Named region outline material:
━━━━━━━━

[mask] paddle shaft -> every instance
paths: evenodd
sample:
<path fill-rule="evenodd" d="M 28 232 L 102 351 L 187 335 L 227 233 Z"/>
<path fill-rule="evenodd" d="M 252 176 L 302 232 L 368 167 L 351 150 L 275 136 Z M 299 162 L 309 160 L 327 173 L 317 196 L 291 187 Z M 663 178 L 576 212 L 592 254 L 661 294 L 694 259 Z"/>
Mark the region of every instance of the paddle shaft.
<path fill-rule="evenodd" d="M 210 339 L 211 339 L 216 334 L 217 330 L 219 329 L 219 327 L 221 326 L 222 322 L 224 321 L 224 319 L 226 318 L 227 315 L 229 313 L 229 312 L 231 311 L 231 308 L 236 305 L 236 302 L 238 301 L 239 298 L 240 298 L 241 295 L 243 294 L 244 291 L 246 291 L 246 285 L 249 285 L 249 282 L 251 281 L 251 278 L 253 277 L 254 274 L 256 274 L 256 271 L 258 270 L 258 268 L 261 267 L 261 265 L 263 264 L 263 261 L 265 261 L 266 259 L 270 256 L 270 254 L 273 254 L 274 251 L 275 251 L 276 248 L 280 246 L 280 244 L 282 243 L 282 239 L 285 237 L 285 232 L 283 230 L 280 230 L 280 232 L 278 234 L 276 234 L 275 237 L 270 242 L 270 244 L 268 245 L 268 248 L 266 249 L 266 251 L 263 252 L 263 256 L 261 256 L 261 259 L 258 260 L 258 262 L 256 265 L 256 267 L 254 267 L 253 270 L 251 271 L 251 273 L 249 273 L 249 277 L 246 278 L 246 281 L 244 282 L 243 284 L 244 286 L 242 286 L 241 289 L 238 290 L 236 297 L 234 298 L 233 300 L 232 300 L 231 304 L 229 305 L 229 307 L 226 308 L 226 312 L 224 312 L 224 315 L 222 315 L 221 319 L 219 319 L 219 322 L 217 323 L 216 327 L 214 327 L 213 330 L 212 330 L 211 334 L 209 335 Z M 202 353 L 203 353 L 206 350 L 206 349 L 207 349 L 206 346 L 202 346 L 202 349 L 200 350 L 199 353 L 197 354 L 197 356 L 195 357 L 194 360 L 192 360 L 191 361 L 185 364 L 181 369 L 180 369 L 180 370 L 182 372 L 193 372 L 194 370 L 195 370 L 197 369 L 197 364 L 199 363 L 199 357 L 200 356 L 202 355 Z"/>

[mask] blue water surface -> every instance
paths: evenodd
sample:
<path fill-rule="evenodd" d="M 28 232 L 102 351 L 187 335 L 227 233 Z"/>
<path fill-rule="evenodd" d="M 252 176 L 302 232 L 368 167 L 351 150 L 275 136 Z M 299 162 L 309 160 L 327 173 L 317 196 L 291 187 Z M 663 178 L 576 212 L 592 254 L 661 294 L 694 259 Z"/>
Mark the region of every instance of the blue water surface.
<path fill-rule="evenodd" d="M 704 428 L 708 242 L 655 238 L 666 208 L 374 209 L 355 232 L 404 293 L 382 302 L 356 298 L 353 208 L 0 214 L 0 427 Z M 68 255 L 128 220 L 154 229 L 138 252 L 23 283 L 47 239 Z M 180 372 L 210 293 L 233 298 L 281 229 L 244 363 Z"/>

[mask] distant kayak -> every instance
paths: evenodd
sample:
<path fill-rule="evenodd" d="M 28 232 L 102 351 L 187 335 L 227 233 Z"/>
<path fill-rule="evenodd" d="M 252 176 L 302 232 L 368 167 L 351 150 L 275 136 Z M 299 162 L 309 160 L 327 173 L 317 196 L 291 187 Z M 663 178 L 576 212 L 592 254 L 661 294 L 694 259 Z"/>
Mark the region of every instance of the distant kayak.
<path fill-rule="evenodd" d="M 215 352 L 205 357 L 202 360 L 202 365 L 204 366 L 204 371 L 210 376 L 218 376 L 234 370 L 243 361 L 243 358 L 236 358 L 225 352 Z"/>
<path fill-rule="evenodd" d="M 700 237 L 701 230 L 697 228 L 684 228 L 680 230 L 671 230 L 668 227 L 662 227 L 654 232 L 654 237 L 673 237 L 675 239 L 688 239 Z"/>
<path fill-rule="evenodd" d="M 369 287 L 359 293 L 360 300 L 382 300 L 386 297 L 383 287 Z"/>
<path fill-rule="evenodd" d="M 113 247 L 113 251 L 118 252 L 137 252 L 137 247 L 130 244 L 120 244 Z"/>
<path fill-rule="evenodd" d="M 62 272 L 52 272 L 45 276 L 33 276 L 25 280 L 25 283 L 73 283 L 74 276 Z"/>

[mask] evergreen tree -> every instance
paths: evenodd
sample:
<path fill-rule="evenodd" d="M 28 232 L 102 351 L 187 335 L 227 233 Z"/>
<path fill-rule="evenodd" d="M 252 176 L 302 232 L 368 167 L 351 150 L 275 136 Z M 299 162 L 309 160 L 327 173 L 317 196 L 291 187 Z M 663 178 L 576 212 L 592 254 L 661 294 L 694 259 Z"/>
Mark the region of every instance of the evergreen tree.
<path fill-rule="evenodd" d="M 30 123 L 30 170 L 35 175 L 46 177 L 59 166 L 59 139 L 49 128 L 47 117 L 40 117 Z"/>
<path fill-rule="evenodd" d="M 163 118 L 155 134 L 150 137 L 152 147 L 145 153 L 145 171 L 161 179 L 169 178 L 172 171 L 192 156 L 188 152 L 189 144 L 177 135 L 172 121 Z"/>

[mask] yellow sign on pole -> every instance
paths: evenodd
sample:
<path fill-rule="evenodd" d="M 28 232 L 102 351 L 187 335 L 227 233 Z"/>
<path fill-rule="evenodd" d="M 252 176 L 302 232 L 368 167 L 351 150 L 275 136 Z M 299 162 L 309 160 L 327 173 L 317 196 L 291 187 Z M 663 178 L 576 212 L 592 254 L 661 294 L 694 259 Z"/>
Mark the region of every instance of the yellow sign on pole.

━━━━━━━━

Output every line of the material above as a JSON list of strings, one string per line, with blank lines omitted.

# Result of this exercise:
[
  "[mask] paddle shaft -> every instance",
  "paths: evenodd",
  "sample:",
  "<path fill-rule=\"evenodd\" d=\"M 28 232 L 102 351 L 187 335 L 227 233 Z\"/>",
  "<path fill-rule=\"evenodd\" d=\"M 252 176 L 302 232 L 368 167 L 351 150 L 275 136 Z M 299 162 L 309 160 L 327 173 L 317 196 L 291 187 Z M 663 178 L 576 212 L 592 254 L 661 294 L 694 259 Z\"/>",
  "Mark the region of every instance of the paddle shaft.",
  "<path fill-rule=\"evenodd\" d=\"M 210 339 L 211 339 L 216 334 L 217 330 L 219 329 L 219 327 L 221 326 L 222 322 L 224 321 L 224 319 L 226 318 L 227 315 L 229 313 L 229 312 L 231 311 L 231 308 L 236 305 L 236 302 L 238 301 L 239 298 L 240 298 L 241 295 L 243 294 L 244 291 L 246 291 L 246 285 L 249 285 L 249 282 L 251 281 L 251 278 L 253 277 L 254 274 L 256 274 L 256 271 L 258 270 L 258 268 L 261 267 L 261 265 L 263 264 L 263 261 L 265 261 L 266 259 L 270 256 L 270 254 L 273 254 L 274 251 L 275 251 L 276 248 L 280 246 L 280 244 L 282 243 L 282 239 L 285 237 L 285 232 L 283 230 L 280 230 L 280 232 L 278 234 L 276 234 L 275 237 L 270 242 L 270 244 L 268 245 L 268 248 L 266 249 L 266 251 L 263 252 L 263 256 L 261 256 L 261 259 L 258 260 L 258 262 L 256 265 L 256 267 L 254 267 L 253 270 L 251 271 L 251 273 L 249 273 L 249 277 L 246 278 L 246 281 L 244 282 L 243 284 L 244 286 L 242 286 L 241 289 L 238 290 L 236 297 L 234 298 L 233 300 L 232 300 L 231 304 L 229 305 L 229 307 L 226 308 L 226 312 L 224 312 L 224 315 L 222 315 L 221 319 L 219 319 L 219 322 L 217 323 L 216 327 L 214 327 L 213 330 L 212 330 L 211 334 L 209 335 Z M 202 353 L 203 353 L 206 350 L 206 349 L 207 349 L 206 346 L 202 346 L 202 349 L 200 350 L 199 353 L 197 354 L 197 356 L 195 357 L 194 360 L 192 360 L 191 361 L 185 364 L 181 369 L 180 369 L 180 370 L 182 372 L 193 372 L 194 370 L 195 370 L 197 369 L 197 364 L 199 363 L 199 357 L 200 356 L 202 355 Z\"/>",
  "[mask] blue water surface -> every instance",
  "paths: evenodd",
  "sample:",
  "<path fill-rule=\"evenodd\" d=\"M 28 232 L 102 351 L 187 335 L 227 233 Z\"/>",
  "<path fill-rule=\"evenodd\" d=\"M 252 176 L 302 232 L 368 167 L 351 150 L 275 136 Z M 299 162 L 309 160 L 327 173 L 317 196 L 291 187 Z M 663 178 L 576 212 L 592 254 L 661 294 L 694 259 Z\"/>",
  "Mark the region of every instance of the blue water surface.",
  "<path fill-rule=\"evenodd\" d=\"M 704 428 L 708 242 L 655 238 L 666 208 L 374 209 L 355 232 L 404 293 L 382 302 L 356 298 L 353 208 L 0 214 L 0 427 Z M 68 255 L 128 220 L 154 229 L 138 252 L 23 283 L 47 239 Z M 180 372 L 210 293 L 233 298 L 281 229 L 244 363 Z\"/>",
  "[mask] distant kayak -> every instance",
  "paths: evenodd",
  "sample:",
  "<path fill-rule=\"evenodd\" d=\"M 28 232 L 102 351 L 187 335 L 227 233 Z\"/>",
  "<path fill-rule=\"evenodd\" d=\"M 252 176 L 302 232 L 368 167 L 351 150 L 275 136 Z M 299 162 L 309 160 L 327 173 L 317 196 L 291 187 Z M 663 178 L 576 212 L 592 254 L 661 294 L 694 259 Z\"/>",
  "Mark the region of every instance of the distant kayak.",
  "<path fill-rule=\"evenodd\" d=\"M 215 352 L 205 357 L 202 360 L 202 365 L 204 366 L 204 371 L 210 376 L 218 376 L 234 370 L 243 361 L 243 358 L 236 358 L 225 352 Z\"/>",
  "<path fill-rule=\"evenodd\" d=\"M 700 237 L 701 230 L 697 228 L 684 228 L 680 230 L 671 230 L 668 227 L 662 227 L 654 232 L 654 237 L 673 237 L 675 239 L 688 239 Z\"/>",
  "<path fill-rule=\"evenodd\" d=\"M 369 287 L 359 293 L 360 300 L 382 300 L 386 297 L 383 287 Z\"/>",
  "<path fill-rule=\"evenodd\" d=\"M 113 247 L 113 251 L 118 252 L 137 252 L 137 247 L 130 244 L 120 244 Z\"/>",
  "<path fill-rule=\"evenodd\" d=\"M 62 272 L 52 272 L 45 276 L 33 276 L 25 280 L 25 283 L 73 283 L 74 276 Z\"/>",
  "[mask] evergreen tree -> every instance",
  "paths: evenodd",
  "sample:",
  "<path fill-rule=\"evenodd\" d=\"M 28 232 L 102 351 L 187 335 L 227 233 Z\"/>",
  "<path fill-rule=\"evenodd\" d=\"M 252 176 L 302 232 L 368 167 L 351 150 L 275 136 Z M 299 162 L 309 160 L 327 173 L 317 196 L 291 187 Z M 663 178 L 576 212 L 592 254 L 661 294 L 694 259 Z\"/>",
  "Mark the region of every instance of the evergreen tree.",
  "<path fill-rule=\"evenodd\" d=\"M 30 123 L 30 170 L 35 175 L 46 177 L 59 166 L 59 139 L 49 128 L 47 117 L 40 117 Z\"/>",
  "<path fill-rule=\"evenodd\" d=\"M 163 118 L 155 134 L 150 137 L 152 147 L 145 153 L 145 171 L 161 179 L 169 178 L 172 171 L 192 156 L 188 152 L 189 144 L 177 135 L 172 121 Z\"/>",
  "[mask] yellow sign on pole -> every instance",
  "paths: evenodd",
  "sample:",
  "<path fill-rule=\"evenodd\" d=\"M 28 232 L 102 351 L 187 335 L 227 233 Z\"/>",
  "<path fill-rule=\"evenodd\" d=\"M 252 176 L 302 232 L 368 167 L 351 150 L 275 136 Z M 299 162 L 309 160 L 327 173 L 317 196 L 291 187 Z M 663 178 L 576 212 L 592 254 L 661 294 L 694 259 Z\"/>",
  "Mark the region of every instance of the yellow sign on pole."
]